Set task: Please count the lines of the material below that contain the word "wooden" and give only that number.
** Start Data supplied **
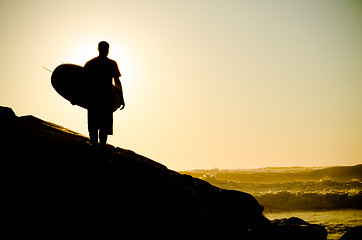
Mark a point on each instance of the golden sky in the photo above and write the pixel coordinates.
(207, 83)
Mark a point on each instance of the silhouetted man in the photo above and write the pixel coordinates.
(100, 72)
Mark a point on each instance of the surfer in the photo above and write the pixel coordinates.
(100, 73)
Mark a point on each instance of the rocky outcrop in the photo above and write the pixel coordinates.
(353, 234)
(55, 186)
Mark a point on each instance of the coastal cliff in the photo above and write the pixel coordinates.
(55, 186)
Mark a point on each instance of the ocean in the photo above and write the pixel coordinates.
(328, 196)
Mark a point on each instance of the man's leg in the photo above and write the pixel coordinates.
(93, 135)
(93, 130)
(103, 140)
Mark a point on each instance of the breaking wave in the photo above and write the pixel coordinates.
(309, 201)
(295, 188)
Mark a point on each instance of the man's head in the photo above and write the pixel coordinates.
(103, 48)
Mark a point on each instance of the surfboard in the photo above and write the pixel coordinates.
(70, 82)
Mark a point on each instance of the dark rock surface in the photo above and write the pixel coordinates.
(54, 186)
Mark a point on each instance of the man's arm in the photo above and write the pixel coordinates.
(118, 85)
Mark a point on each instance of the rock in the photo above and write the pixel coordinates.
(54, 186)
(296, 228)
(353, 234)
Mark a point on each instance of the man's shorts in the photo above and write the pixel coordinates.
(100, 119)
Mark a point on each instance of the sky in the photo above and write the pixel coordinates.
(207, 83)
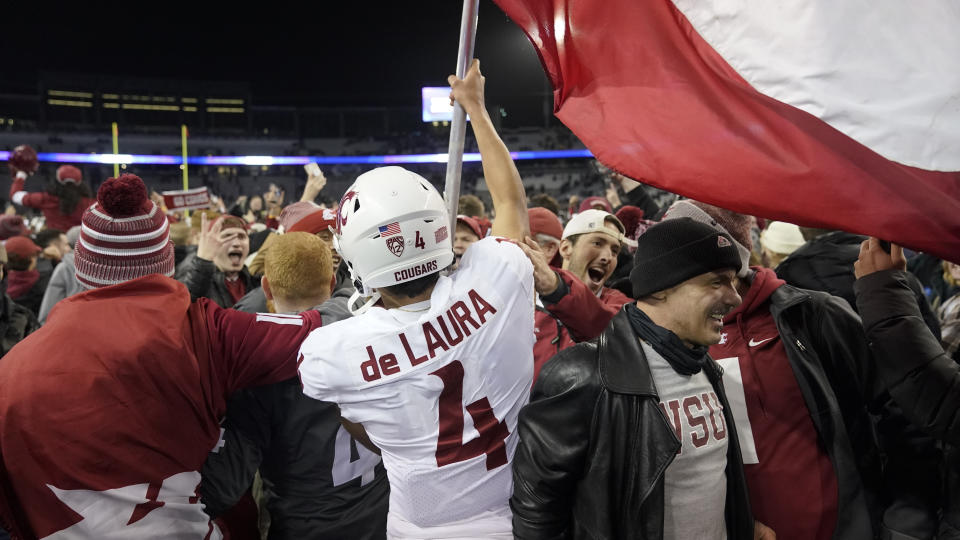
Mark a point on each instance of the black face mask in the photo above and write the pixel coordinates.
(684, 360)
** End Data supplied **
** Start Data supplied **
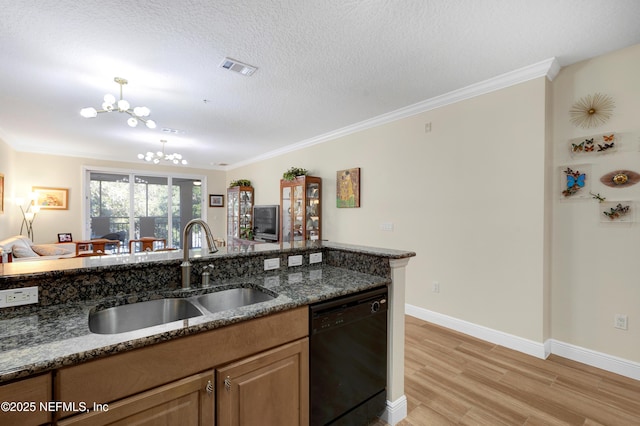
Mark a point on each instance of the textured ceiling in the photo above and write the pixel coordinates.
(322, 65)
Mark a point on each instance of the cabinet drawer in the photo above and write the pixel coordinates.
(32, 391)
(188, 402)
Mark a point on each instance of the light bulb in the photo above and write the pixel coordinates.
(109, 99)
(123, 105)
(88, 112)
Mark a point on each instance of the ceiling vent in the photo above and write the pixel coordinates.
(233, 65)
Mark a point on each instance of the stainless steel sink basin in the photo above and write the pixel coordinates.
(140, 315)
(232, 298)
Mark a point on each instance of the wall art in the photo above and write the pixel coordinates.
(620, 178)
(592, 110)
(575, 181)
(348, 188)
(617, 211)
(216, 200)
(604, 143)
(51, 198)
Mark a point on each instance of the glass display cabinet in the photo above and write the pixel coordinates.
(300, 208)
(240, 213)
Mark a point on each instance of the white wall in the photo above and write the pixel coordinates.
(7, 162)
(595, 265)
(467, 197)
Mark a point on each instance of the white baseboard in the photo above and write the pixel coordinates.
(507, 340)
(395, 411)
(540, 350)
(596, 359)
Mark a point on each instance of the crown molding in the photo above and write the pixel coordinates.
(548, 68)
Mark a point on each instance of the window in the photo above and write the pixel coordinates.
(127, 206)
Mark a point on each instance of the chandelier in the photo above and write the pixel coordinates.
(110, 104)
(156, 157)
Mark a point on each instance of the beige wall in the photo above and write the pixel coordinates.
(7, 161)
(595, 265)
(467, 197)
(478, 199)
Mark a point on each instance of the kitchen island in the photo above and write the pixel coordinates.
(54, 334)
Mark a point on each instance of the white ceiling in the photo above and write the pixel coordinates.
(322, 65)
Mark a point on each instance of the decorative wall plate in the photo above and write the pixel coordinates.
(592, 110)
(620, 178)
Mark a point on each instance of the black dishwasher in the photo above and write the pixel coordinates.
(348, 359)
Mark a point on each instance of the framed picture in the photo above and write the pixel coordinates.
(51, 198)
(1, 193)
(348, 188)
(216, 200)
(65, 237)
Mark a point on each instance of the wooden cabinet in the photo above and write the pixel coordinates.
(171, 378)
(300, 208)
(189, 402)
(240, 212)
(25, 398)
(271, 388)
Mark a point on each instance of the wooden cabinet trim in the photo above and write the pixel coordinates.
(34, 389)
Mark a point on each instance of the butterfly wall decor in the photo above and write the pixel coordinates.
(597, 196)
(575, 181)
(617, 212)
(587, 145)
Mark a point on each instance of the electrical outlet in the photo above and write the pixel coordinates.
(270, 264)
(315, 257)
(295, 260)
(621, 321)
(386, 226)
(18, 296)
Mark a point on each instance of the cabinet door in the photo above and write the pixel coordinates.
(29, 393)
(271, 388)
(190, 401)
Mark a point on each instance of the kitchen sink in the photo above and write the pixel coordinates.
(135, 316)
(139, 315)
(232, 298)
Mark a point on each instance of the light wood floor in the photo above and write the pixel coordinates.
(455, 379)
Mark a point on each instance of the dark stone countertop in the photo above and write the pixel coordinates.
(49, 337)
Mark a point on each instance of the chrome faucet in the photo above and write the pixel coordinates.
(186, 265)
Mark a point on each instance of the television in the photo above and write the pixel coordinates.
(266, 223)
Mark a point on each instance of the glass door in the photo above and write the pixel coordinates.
** End Data supplied **
Solved problem: 2